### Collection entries
BEGIN
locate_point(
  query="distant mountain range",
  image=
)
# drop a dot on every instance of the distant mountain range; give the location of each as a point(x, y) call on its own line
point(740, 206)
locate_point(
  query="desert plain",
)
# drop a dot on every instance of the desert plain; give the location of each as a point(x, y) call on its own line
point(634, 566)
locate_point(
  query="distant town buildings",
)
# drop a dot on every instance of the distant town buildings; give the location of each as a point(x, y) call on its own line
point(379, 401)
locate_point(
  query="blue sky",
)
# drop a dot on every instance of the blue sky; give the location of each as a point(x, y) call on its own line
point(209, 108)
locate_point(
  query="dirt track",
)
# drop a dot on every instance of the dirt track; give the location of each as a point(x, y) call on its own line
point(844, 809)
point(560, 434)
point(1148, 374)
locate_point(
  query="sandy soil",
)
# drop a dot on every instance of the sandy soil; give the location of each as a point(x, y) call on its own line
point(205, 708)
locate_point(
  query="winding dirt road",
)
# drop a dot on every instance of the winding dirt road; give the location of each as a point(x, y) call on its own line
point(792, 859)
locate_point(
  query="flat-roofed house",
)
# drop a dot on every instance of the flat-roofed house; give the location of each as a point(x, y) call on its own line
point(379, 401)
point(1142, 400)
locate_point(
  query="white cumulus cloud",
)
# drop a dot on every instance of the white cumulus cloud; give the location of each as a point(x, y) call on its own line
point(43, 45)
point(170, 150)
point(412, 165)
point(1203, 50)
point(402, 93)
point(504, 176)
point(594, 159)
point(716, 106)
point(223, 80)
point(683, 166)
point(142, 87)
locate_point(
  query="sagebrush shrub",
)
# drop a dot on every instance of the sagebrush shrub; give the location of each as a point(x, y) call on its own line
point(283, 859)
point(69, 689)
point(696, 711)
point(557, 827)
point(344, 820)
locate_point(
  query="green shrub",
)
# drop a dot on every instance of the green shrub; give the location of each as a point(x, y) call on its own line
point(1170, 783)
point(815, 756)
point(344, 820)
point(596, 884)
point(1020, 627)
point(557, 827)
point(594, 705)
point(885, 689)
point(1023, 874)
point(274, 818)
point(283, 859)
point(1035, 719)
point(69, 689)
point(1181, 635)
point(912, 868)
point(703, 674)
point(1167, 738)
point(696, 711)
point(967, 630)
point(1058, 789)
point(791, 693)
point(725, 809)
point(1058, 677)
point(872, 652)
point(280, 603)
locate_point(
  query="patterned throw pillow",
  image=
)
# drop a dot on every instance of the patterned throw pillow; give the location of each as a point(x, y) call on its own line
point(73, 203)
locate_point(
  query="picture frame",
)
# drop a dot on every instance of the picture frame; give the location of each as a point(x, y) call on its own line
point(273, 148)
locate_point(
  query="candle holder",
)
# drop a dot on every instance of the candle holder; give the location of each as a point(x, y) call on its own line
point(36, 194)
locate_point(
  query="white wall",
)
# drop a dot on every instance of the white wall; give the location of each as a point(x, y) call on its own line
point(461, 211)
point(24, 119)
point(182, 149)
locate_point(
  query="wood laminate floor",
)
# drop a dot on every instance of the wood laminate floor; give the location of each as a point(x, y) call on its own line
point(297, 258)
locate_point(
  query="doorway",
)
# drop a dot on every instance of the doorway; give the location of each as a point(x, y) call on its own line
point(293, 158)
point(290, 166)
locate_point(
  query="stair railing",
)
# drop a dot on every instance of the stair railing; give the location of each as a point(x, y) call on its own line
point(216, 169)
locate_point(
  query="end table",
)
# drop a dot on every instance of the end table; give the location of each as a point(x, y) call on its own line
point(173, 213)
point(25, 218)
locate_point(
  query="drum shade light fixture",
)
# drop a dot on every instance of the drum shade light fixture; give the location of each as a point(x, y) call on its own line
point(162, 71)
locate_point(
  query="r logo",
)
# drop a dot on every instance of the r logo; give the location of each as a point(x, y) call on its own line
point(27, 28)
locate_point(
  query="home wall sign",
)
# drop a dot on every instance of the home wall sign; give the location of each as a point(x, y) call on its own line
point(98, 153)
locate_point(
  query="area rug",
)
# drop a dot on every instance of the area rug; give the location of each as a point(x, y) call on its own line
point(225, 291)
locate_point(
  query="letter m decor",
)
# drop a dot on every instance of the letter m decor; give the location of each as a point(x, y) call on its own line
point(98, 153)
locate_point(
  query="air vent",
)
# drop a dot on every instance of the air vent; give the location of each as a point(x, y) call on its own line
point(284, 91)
END
### Directions for this task
Reproduce the data. Keep it exact.

### Response to this task
locate_point(
  query="distant mountain range",
  image=
)
# drop a dot on every instance of the distant mountain range; give the location of each as a point(x, y) call on its own line
point(740, 206)
locate_point(
  query="desert plain",
)
# drop a dot on every instance of the desert plain; give the location of each as a point(x, y) call on its own line
point(634, 566)
locate_point(
  query="distant town buildings",
)
# drop a dot on every instance of the distant town buildings; give the location of each as a point(x, y) call on its own line
point(379, 401)
locate_point(
  query="blue sky",
)
# drop a dot on every instance of the blue sky; give the location of each as a point(x, y) call on its own line
point(209, 108)
locate_point(
  query="dirt track",
)
# drop a dot on every instance of the dirt track; give the location of each as a point(x, y) call on its own line
point(844, 809)
point(560, 434)
point(1148, 374)
locate_point(
  query="sandy soil",
)
# drop a dot on every instance of the sandy soil; give the location of each as a point(x, y) call on its own line
point(205, 708)
locate_point(
  query="winding dirt road",
)
# drop a dot on every instance of the winding dirt road; give the location of each as a point(x, y) call on its own line
point(792, 859)
locate_point(
  query="flat-roofed house",
)
# drop a dot on every instance of the flat-roofed house; give the location of each as a point(x, y) call on its own line
point(379, 401)
point(1142, 400)
locate_point(
  query="white cumulus cloud",
)
# drop a dot on every instance of the white cumulus cloud; give the location of each as a point(x, y) call on its own line
point(43, 45)
point(170, 150)
point(412, 165)
point(1203, 50)
point(402, 93)
point(504, 176)
point(594, 159)
point(716, 106)
point(223, 80)
point(683, 166)
point(142, 87)
locate_point(
  query="sagebrush shrub",
)
# drop a dot on every instance of the sagebrush shrub; give the location of each as a point(x, y) call on its own line
point(283, 859)
point(69, 689)
point(696, 711)
point(557, 827)
point(344, 820)
locate_point(
  query="green shrub",
)
# drop a dot on every instance of the green shrub; give the location of each as a point(x, y) call on its own line
point(1170, 783)
point(815, 756)
point(344, 820)
point(596, 884)
point(1020, 627)
point(557, 827)
point(594, 705)
point(885, 689)
point(1023, 874)
point(274, 818)
point(283, 859)
point(1035, 719)
point(69, 689)
point(1181, 635)
point(912, 868)
point(703, 674)
point(1167, 738)
point(696, 711)
point(967, 630)
point(1058, 789)
point(791, 693)
point(725, 809)
point(1058, 677)
point(872, 652)
point(280, 603)
locate_point(
  query="patterned throw pillow",
  image=
)
# drop a dot on every instance of the patterned throw pillow; give the location of each as a point(x, y) call on its own line
point(73, 203)
locate_point(
  query="picture frame",
)
# drop a dot on every instance of the picture frame; give the location of each as a point(x, y) call on its own line
point(273, 148)
locate_point(
  query="candle holder",
)
# drop a dot on every instance of the candle holder; give the location of each as a point(x, y) call on its own line
point(36, 194)
locate_point(
  query="white wall",
)
# drop a dot on every instance of the white wall; give the location of each as a point(x, y) call on its own line
point(461, 211)
point(24, 119)
point(182, 149)
locate_point(
  query="wood laminate floor",
)
# drop a dot on every instance of the wood laminate floor; give the location of each as a point(x, y) call on its own line
point(297, 258)
locate_point(
  query="doorway",
)
# drop a dot on every instance of the doorway; give the location of each as a point(x, y) call on its own line
point(293, 158)
point(290, 166)
locate_point(
  query="stair railing",
)
# drop a dot on every instance of the stair railing; give the location of each as a point(x, y) call on its own line
point(216, 169)
locate_point(
  query="end table",
)
# drop a dot on every instance of the end table; give the location of each as a point(x, y) call on its own line
point(173, 213)
point(25, 218)
locate_point(
  query="drum shade light fixture",
)
# drop a dot on every instance of the drum shade light fixture; give the location of each as a point(x, y) call on its own line
point(162, 71)
locate_point(
  query="r logo",
)
# drop a dot on every instance of the r logo; give the location of each as a point(x, y) call on its own line
point(27, 28)
locate_point(
  query="home wall sign",
)
# drop a dot on every instance of the home wall sign; give the location of each as a point(x, y) call on its own line
point(98, 153)
locate_point(
  query="area rug",
)
# drop a dot on every instance of the area rug; give the location of each as a point(x, y) call on its own line
point(225, 291)
locate_point(
  query="letter m decor",
)
# drop a dot on every instance of the letter m decor; give the location of each as a point(x, y) call on its own line
point(98, 153)
locate_point(
  query="air vent",
)
# drop a dot on every instance of the air vent; give the location of each as a point(x, y) call on its own line
point(284, 91)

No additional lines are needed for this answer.